Exercise directions: Return exactly the lines of the data below, from the one that contains "task | mark one point on each instance of the blue" through the final line, and leave out every picture.
[Start]
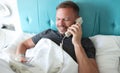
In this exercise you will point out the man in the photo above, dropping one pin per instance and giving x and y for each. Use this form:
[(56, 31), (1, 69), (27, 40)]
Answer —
[(66, 14)]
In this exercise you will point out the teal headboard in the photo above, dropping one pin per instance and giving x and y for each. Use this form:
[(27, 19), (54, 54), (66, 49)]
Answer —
[(99, 16)]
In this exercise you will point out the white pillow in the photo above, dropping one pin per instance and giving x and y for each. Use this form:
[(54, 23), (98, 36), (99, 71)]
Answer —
[(11, 49), (107, 52)]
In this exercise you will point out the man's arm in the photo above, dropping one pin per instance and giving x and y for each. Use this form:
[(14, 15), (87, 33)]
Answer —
[(21, 49), (85, 64)]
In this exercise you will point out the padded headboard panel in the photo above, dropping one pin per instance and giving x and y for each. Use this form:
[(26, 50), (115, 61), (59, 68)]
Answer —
[(99, 16)]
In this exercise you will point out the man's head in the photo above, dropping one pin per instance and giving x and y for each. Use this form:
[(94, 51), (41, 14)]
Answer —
[(66, 14)]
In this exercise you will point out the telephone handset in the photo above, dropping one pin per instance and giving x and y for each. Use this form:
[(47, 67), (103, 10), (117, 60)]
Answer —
[(79, 21)]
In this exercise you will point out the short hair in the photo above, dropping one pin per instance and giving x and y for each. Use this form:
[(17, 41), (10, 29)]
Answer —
[(69, 4)]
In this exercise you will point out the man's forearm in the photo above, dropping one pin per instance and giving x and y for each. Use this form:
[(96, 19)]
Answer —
[(85, 64)]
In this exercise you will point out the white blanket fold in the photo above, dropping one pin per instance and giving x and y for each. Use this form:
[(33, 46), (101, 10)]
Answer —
[(48, 57)]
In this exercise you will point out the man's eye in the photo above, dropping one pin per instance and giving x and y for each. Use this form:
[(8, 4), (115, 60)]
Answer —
[(66, 19), (57, 19)]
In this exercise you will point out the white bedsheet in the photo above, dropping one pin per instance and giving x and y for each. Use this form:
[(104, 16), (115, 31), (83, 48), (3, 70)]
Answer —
[(47, 57)]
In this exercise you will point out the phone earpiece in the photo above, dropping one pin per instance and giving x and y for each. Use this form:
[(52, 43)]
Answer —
[(79, 21)]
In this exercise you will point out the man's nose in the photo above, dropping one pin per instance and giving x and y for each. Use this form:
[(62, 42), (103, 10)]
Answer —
[(61, 22)]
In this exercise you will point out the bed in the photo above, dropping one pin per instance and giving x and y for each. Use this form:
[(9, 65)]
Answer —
[(101, 23)]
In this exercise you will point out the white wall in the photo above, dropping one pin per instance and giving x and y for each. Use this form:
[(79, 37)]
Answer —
[(13, 19)]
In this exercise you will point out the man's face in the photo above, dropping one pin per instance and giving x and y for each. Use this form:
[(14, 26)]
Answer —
[(65, 17)]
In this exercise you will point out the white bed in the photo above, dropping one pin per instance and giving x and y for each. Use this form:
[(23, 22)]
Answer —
[(107, 50)]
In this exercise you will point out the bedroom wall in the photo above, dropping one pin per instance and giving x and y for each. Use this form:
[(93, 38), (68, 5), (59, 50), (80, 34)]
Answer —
[(13, 18)]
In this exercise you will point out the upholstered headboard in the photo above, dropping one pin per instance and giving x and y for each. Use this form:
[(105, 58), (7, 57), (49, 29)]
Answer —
[(99, 16)]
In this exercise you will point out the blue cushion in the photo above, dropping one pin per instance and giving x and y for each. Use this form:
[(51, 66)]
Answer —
[(99, 16)]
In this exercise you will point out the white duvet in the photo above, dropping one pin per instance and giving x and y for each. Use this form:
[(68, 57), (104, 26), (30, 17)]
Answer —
[(46, 57)]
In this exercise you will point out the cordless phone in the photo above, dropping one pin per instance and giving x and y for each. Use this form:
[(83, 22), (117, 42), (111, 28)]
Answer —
[(78, 21)]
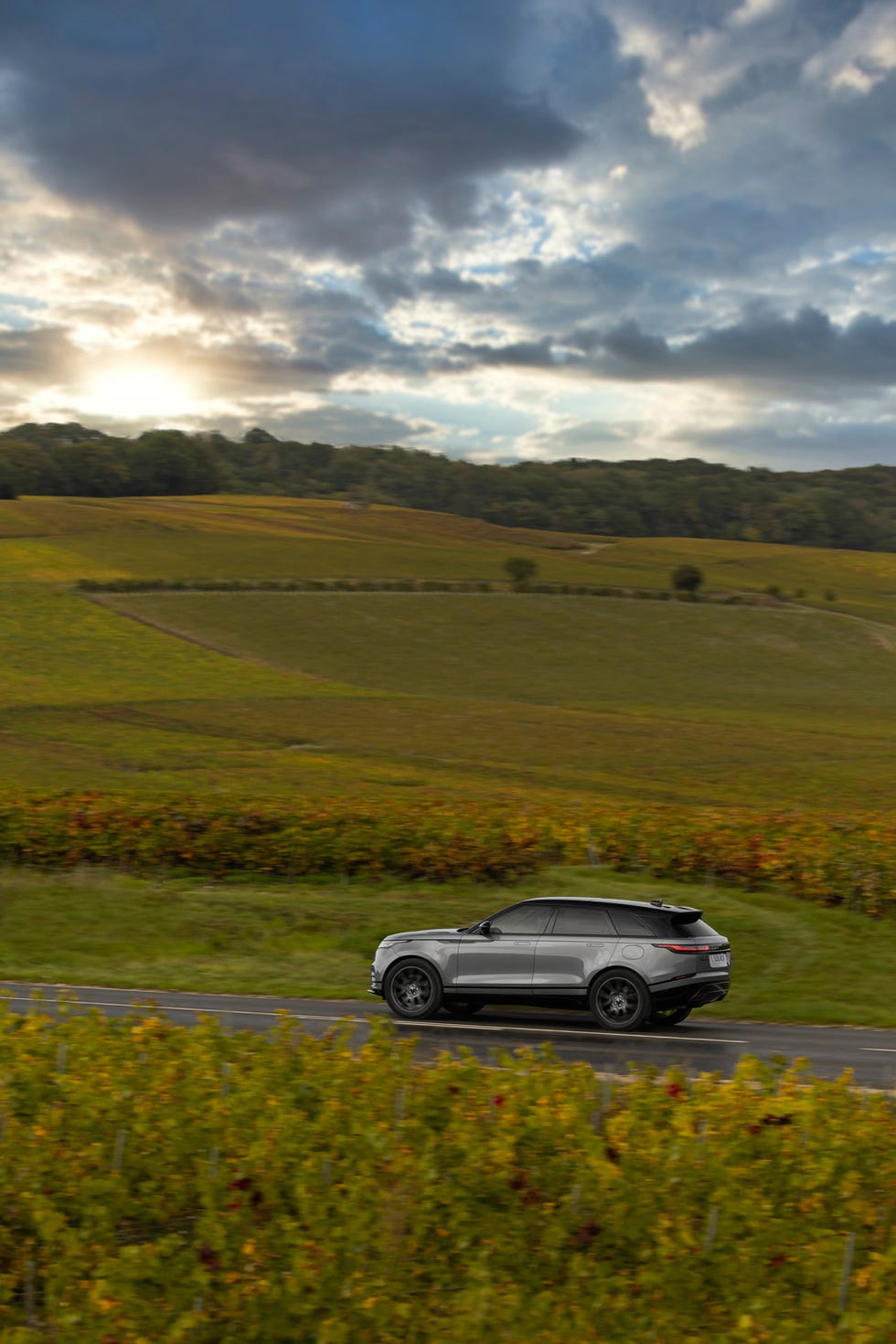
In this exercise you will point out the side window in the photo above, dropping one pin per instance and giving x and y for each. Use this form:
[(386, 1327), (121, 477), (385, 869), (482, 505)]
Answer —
[(523, 920), (584, 921), (630, 925)]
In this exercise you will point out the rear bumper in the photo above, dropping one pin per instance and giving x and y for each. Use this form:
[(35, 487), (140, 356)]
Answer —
[(693, 994)]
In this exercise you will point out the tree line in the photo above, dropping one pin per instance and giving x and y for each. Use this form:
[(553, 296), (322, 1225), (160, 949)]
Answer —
[(849, 508)]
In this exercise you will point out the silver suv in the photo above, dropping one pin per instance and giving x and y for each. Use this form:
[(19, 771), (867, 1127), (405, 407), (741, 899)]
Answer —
[(627, 961)]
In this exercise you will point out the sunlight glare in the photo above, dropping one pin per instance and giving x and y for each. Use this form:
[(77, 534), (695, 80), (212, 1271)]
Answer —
[(134, 391)]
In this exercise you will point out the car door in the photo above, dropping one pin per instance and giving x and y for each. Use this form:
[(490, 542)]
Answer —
[(504, 957), (578, 941)]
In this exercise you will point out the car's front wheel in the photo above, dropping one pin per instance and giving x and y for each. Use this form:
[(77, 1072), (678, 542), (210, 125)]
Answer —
[(412, 989), (620, 1000)]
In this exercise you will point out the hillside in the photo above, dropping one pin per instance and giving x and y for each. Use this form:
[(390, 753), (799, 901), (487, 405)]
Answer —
[(850, 508), (492, 695)]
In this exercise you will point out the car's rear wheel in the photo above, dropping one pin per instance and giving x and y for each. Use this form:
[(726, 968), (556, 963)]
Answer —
[(412, 989), (461, 1007), (667, 1017), (620, 1000)]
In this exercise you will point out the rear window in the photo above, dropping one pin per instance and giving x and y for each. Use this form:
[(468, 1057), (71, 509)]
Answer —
[(660, 923), (630, 925), (581, 921), (696, 929)]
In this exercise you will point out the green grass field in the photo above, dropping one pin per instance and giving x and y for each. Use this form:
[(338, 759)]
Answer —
[(315, 938), (501, 697), (498, 698)]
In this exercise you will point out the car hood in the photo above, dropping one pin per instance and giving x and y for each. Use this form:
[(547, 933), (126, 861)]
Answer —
[(422, 933)]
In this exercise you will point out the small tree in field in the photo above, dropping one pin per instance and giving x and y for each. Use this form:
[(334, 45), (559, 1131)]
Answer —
[(520, 569), (687, 578)]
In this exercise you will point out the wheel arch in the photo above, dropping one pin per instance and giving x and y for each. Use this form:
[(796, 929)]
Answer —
[(409, 958)]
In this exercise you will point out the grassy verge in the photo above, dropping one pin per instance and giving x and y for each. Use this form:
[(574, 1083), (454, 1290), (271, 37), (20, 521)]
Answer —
[(793, 961)]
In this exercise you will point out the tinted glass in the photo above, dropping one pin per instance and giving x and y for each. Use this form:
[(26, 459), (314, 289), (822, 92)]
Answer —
[(586, 921), (696, 929), (524, 920)]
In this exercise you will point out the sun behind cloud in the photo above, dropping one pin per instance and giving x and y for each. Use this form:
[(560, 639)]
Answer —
[(136, 390)]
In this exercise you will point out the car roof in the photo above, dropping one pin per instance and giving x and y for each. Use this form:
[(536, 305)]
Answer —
[(603, 901)]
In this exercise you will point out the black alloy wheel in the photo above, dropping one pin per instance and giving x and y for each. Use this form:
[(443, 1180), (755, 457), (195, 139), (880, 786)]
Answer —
[(412, 989), (667, 1017), (620, 1000)]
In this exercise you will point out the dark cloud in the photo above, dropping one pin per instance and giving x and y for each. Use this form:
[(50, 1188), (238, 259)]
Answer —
[(346, 117), (807, 351)]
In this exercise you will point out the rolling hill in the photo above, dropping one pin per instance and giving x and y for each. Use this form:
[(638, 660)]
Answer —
[(495, 695)]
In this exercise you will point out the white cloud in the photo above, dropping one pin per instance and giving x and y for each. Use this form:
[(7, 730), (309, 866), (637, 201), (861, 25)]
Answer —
[(863, 56)]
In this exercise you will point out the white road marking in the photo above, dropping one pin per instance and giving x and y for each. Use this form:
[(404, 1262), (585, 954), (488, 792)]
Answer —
[(443, 1026)]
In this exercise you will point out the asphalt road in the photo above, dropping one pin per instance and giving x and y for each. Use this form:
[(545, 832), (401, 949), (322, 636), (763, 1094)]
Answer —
[(698, 1044)]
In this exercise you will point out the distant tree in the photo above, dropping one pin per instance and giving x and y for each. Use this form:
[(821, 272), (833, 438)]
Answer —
[(520, 569), (687, 578)]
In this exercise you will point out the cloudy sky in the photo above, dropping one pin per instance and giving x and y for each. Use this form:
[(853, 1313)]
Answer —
[(495, 229)]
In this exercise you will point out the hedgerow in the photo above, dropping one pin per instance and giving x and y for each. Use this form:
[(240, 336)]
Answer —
[(848, 860), (188, 1184)]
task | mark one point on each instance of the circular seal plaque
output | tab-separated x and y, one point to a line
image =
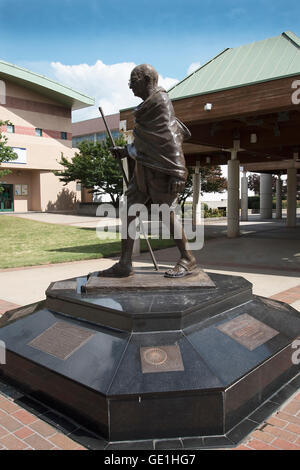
155	356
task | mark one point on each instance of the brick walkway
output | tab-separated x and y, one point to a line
21	429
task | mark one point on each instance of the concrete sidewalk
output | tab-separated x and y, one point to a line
268	255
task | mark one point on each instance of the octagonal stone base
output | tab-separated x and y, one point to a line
155	363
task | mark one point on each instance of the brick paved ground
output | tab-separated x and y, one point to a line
21	429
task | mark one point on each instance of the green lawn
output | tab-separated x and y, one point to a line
29	243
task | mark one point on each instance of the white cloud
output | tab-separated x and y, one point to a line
194	66
108	84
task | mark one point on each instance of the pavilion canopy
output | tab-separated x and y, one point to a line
250	91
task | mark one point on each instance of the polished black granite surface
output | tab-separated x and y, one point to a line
203	379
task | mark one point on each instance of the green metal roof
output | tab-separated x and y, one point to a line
45	86
260	61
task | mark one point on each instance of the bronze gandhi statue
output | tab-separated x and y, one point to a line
160	172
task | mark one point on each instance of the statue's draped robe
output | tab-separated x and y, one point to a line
158	136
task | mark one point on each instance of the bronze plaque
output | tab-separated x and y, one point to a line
161	359
64	285
248	331
61	340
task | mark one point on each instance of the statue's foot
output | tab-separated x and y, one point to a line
117	270
182	268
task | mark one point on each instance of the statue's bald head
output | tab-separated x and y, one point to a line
147	72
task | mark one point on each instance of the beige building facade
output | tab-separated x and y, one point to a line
40	130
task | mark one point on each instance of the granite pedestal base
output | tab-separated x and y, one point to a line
152	363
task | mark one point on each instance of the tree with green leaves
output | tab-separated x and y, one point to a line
6	152
212	181
95	168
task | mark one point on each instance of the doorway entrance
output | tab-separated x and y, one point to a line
7	198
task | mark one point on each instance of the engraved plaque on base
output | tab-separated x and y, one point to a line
248	331
61	340
161	359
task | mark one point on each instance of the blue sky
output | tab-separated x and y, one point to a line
47	36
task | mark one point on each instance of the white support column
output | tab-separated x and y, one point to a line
265	196
197	196
279	198
291	197
244	196
233	220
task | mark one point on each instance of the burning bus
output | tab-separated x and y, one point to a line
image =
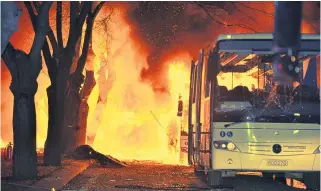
241	121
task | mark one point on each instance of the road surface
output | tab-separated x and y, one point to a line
153	176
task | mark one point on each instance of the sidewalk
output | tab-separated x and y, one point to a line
49	177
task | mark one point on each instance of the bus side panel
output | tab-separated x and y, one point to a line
205	136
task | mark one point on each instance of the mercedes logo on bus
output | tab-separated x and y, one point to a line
277	148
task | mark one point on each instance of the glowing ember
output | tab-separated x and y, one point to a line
137	123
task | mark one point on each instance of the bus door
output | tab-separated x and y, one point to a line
190	106
197	111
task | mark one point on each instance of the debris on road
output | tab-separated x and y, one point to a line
86	152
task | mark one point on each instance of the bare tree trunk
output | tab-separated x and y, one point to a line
[End]
Worked solution:
task | mark one point on each instance of the blue sky
output | tab-separated x and y, one point to a line
47	36
task | mark one point on each instance of the white support column
output | tab-separated x and y, one point to a line
265	196
197	196
279	198
291	197
244	196
233	220
task | mark one point on each instance of the burning bus
output | tab-separated x and y, one point to a line
image =
241	121
task | mark one point on each instance of the road surface
output | tab-separated x and y, one point to a line
153	176
task | mark one point on each instance of the sidewalk
output | tab-separated x and y, one point to a line
49	177
task | mark one point on each instance of the bus side panel
output | tab-separated x and y, one point to a line
205	136
task | mark one point on each instance of the mercedes logo on bus
output | tab-separated x and y, one point to a line
277	148
task | mark one point on each instance of the glowing ember
output | tab-separated x and y, one point to a line
137	123
task | mark one point on each instance of the bus door
output | tab-separated x and y, one point to a line
190	106
197	111
task | mark one point on each instance of the debris on road
output | tab-separated x and y, one point to a line
86	152
task | mark one point on each instance of the bare tree trunk
output | tab-separated x and y, one point to a line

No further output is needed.